What you need to do = Only lines with the string "sample" are wanted. Pull them out of the data.

(Natural-language object grounding data)
■ ■ ■ ■ ■ ■ ■
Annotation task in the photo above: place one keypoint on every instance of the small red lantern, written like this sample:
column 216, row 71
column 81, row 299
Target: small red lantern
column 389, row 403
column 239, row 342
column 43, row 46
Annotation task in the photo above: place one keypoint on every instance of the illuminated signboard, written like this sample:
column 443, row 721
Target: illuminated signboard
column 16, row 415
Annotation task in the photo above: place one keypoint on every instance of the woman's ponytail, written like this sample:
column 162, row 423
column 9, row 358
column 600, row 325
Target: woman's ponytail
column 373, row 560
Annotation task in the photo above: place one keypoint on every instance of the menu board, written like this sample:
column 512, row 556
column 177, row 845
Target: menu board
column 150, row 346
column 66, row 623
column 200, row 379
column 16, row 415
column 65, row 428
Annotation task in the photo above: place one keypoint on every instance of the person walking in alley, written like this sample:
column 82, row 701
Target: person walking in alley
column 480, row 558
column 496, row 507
■ ■ ■ ■ ■ ■ ■
Reply to the exercise =
Annotation task in the photo above: place one keypoint on every instance of the small red lantern, written like this sample:
Annotation task in the photo above: place one keypoint on every instance of the illuminated signboard, written like this sample:
Annotation task in the photo above: place one keypoint on every instance of the woman's ponytail, written like this sample:
Annotation task in the photo above: place one keypoint on every instance of the menu board, written like this sample:
Annotation task in the photo above: place one keypoint on every instance of the person walking in alley, written like this sample:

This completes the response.